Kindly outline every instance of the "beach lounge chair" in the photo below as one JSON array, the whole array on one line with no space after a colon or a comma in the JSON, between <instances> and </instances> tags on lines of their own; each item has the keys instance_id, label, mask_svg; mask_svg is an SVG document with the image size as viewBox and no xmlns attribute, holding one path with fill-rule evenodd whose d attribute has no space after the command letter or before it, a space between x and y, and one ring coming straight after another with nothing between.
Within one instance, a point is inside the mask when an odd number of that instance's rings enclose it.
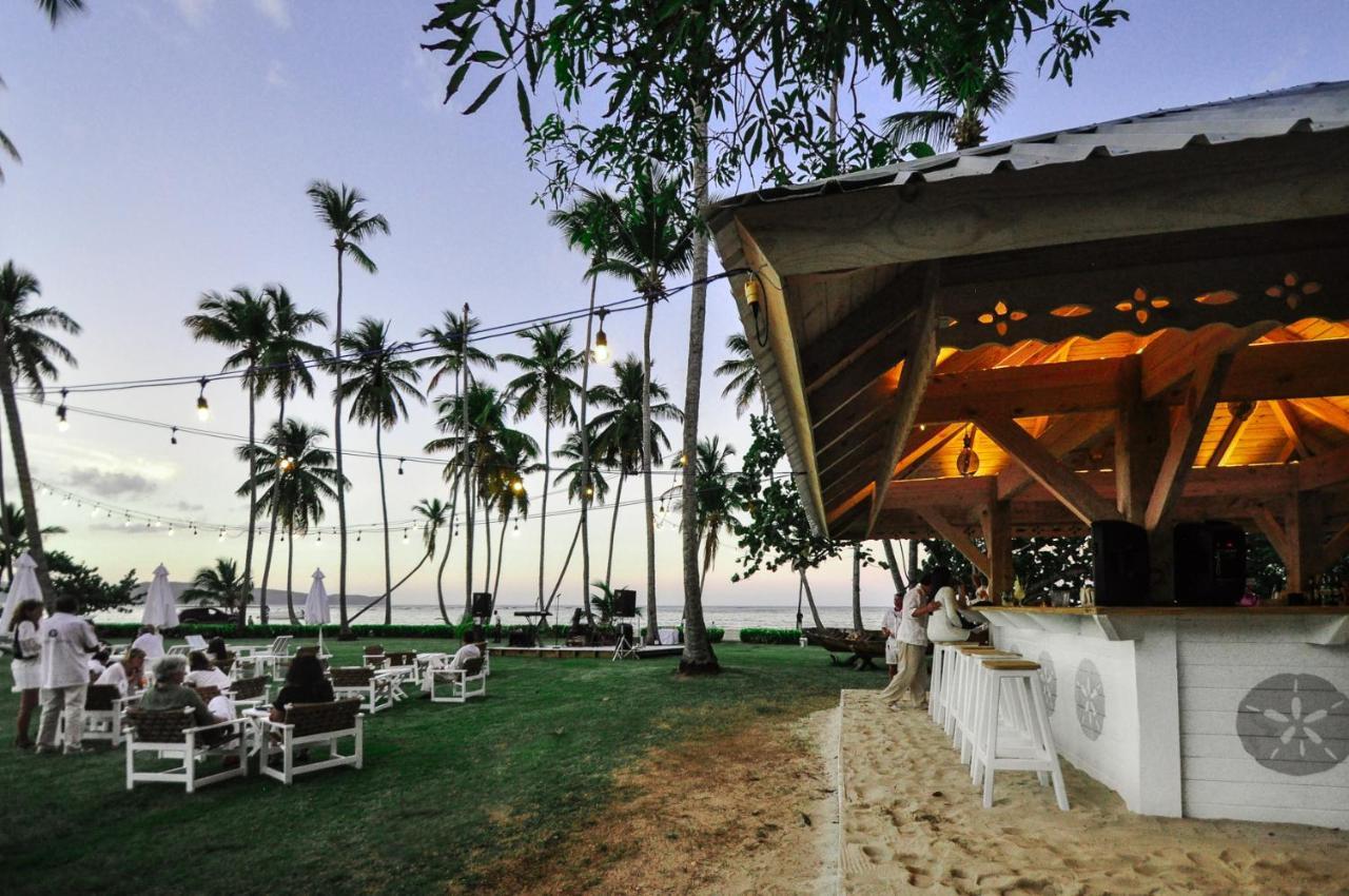
<instances>
[{"instance_id":1,"label":"beach lounge chair","mask_svg":"<svg viewBox=\"0 0 1349 896\"><path fill-rule=\"evenodd\" d=\"M473 696L487 696L486 660L473 657L461 669L452 669L451 657L433 661L426 668L430 676L432 703L467 703Z\"/></svg>"},{"instance_id":2,"label":"beach lounge chair","mask_svg":"<svg viewBox=\"0 0 1349 896\"><path fill-rule=\"evenodd\" d=\"M136 781L183 784L188 792L231 777L248 775L244 719L213 725L193 725L192 707L182 710L127 711L127 789ZM151 753L159 760L178 758L182 765L167 771L138 771L136 754ZM201 775L197 764L213 757L237 757L213 775Z\"/></svg>"},{"instance_id":3,"label":"beach lounge chair","mask_svg":"<svg viewBox=\"0 0 1349 896\"><path fill-rule=\"evenodd\" d=\"M360 708L371 715L394 704L394 679L376 675L364 665L337 667L332 671L333 696L357 696Z\"/></svg>"},{"instance_id":4,"label":"beach lounge chair","mask_svg":"<svg viewBox=\"0 0 1349 896\"><path fill-rule=\"evenodd\" d=\"M368 672L368 669L366 669ZM263 722L262 773L282 784L290 784L295 775L320 772L339 765L362 766L364 739L362 737L360 700L337 700L336 703L291 703L286 707L283 722ZM343 738L352 738L352 752L343 754L337 746ZM328 758L295 765L295 753L313 746L326 746ZM281 768L272 768L270 760L281 757Z\"/></svg>"}]
</instances>

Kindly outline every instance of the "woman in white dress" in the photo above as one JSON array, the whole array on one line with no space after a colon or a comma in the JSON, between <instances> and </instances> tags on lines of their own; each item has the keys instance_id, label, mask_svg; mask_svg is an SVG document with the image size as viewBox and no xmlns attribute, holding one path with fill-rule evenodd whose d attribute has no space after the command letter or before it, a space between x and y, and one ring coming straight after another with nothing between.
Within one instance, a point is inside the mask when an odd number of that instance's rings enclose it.
<instances>
[{"instance_id":1,"label":"woman in white dress","mask_svg":"<svg viewBox=\"0 0 1349 896\"><path fill-rule=\"evenodd\" d=\"M9 632L13 633L13 663L9 664L9 671L13 673L13 692L19 695L19 717L15 719L13 745L20 750L32 749L28 722L32 719L32 711L38 707L38 691L42 688L42 663L39 661L42 641L38 640L40 621L42 600L22 602L9 621Z\"/></svg>"}]
</instances>

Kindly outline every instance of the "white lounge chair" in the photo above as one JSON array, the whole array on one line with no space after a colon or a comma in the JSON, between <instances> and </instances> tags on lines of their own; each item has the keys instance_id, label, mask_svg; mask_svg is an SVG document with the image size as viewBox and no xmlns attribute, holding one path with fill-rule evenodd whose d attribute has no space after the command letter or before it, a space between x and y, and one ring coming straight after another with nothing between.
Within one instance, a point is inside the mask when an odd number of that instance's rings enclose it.
<instances>
[{"instance_id":1,"label":"white lounge chair","mask_svg":"<svg viewBox=\"0 0 1349 896\"><path fill-rule=\"evenodd\" d=\"M286 707L286 721L266 719L263 726L263 756L259 764L262 773L282 784L290 784L297 775L308 775L325 768L353 765L362 768L364 761L364 738L362 727L360 700L337 700L336 703L291 703ZM339 742L352 738L351 753L337 750ZM312 746L326 746L328 758L295 765L295 753ZM281 768L271 766L271 757L281 757Z\"/></svg>"},{"instance_id":2,"label":"white lounge chair","mask_svg":"<svg viewBox=\"0 0 1349 896\"><path fill-rule=\"evenodd\" d=\"M127 789L136 781L183 784L188 792L231 777L248 775L244 737L246 719L229 719L213 725L194 726L192 707L182 710L128 710L127 711ZM152 753L159 760L178 758L182 765L167 771L136 769L136 754ZM200 775L197 762L212 757L237 757L214 775Z\"/></svg>"}]
</instances>

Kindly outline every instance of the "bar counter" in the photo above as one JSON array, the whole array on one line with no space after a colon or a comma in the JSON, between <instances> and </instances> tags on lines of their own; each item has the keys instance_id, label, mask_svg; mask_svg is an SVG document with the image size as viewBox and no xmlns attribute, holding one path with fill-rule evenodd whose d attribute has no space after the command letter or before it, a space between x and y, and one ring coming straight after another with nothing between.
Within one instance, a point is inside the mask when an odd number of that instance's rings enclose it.
<instances>
[{"instance_id":1,"label":"bar counter","mask_svg":"<svg viewBox=\"0 0 1349 896\"><path fill-rule=\"evenodd\" d=\"M978 607L1059 753L1147 815L1349 829L1349 607Z\"/></svg>"}]
</instances>

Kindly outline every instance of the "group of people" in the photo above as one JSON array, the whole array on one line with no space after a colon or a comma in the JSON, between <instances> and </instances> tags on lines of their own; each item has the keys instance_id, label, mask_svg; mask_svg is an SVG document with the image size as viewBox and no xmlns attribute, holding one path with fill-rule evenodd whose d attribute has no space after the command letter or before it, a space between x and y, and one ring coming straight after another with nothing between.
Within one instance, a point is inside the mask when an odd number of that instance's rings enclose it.
<instances>
[{"instance_id":1,"label":"group of people","mask_svg":"<svg viewBox=\"0 0 1349 896\"><path fill-rule=\"evenodd\" d=\"M894 606L885 611L881 622L886 638L885 664L890 673L881 699L890 708L898 708L905 698L909 706L927 706L928 644L970 640L978 625L960 611L971 603L986 602L989 587L983 576L973 584L973 588L956 584L950 569L935 567L907 592L894 595Z\"/></svg>"}]
</instances>

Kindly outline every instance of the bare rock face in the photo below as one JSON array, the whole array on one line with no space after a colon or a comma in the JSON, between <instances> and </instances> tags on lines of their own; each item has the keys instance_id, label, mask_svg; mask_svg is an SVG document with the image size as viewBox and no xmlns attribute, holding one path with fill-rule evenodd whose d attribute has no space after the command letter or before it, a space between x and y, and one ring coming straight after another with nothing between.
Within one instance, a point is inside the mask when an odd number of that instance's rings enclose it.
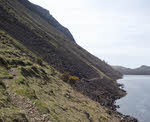
<instances>
[{"instance_id":1,"label":"bare rock face","mask_svg":"<svg viewBox=\"0 0 150 122\"><path fill-rule=\"evenodd\" d=\"M27 8L29 8L30 10L40 14L40 16L42 18L44 18L49 24L51 24L52 26L54 26L58 31L61 31L62 33L64 33L64 35L66 35L70 40L72 40L73 42L75 42L74 37L72 36L72 34L70 33L70 31L62 26L51 14L48 10L35 5L33 3L30 3L28 0L18 0L20 3L22 3L23 5L25 5Z\"/></svg>"}]
</instances>

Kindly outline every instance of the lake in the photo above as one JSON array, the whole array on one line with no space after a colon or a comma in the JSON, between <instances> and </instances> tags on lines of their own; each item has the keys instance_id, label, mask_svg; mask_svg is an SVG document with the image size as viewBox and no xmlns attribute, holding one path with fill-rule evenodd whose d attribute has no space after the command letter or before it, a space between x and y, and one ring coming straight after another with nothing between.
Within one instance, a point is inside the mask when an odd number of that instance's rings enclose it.
<instances>
[{"instance_id":1,"label":"lake","mask_svg":"<svg viewBox=\"0 0 150 122\"><path fill-rule=\"evenodd\" d=\"M124 84L127 95L116 101L120 106L117 110L140 122L150 122L150 76L125 75L118 83Z\"/></svg>"}]
</instances>

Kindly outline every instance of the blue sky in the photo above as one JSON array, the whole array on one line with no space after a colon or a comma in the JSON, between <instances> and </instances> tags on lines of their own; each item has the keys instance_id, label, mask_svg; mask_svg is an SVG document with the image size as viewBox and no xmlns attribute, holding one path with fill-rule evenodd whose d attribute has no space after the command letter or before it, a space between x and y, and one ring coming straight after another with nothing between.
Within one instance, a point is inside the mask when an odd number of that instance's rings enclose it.
<instances>
[{"instance_id":1,"label":"blue sky","mask_svg":"<svg viewBox=\"0 0 150 122\"><path fill-rule=\"evenodd\" d=\"M73 34L76 42L112 65L150 65L150 1L30 0Z\"/></svg>"}]
</instances>

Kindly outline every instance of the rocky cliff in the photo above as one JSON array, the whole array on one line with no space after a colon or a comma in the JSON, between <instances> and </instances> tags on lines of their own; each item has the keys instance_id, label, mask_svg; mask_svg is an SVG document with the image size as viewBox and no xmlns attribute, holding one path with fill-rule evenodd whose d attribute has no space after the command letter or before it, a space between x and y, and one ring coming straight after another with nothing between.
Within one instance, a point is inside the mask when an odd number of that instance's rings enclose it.
<instances>
[{"instance_id":1,"label":"rocky cliff","mask_svg":"<svg viewBox=\"0 0 150 122\"><path fill-rule=\"evenodd\" d=\"M122 75L66 33L47 10L0 0L0 121L132 119L114 111Z\"/></svg>"}]
</instances>

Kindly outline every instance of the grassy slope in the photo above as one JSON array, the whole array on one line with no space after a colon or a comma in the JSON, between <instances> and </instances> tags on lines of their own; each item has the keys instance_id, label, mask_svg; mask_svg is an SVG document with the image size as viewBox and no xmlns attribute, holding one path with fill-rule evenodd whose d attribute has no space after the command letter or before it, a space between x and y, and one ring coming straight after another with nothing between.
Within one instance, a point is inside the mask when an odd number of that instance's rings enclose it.
<instances>
[{"instance_id":1,"label":"grassy slope","mask_svg":"<svg viewBox=\"0 0 150 122\"><path fill-rule=\"evenodd\" d=\"M0 120L105 122L108 110L76 92L61 74L0 30Z\"/></svg>"}]
</instances>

• Exercise goal
Put the records from the line containing "Kindly outline every instance of the grassy" through the end of the records, inclusive, into a two-column CSV with the columns input and output. Give one row per record, with its text and its answer each in a single quoted field and line breaks replaced by spaces.

• Solved problem
input,output
"Kindly outline every instance of the grassy slope in the photo above as one JSON array, the whole array on one line with no space after a colon or a comma in the JSON, between <instances> and </instances> tags on lines of their own; each item has the keys instance_id, label, mask_svg; mask_svg is an SVG document with the image size as viewBox and no xmlns attribute, holding one path with fill-rule evenodd whose d attribute has no space after the command letter or before it, a space between x and y, and one ring coming straight after another with nothing between. Within one instance, a point is inside the mask when an odd number of that instance's rings enclose it.","<instances> [{""instance_id"":1,""label"":""grassy slope"",""mask_svg"":""<svg viewBox=\""0 0 150 122\""><path fill-rule=\""evenodd\"" d=\""M0 120L105 122L108 110L76 92L61 74L0 30Z\""/></svg>""}] </instances>"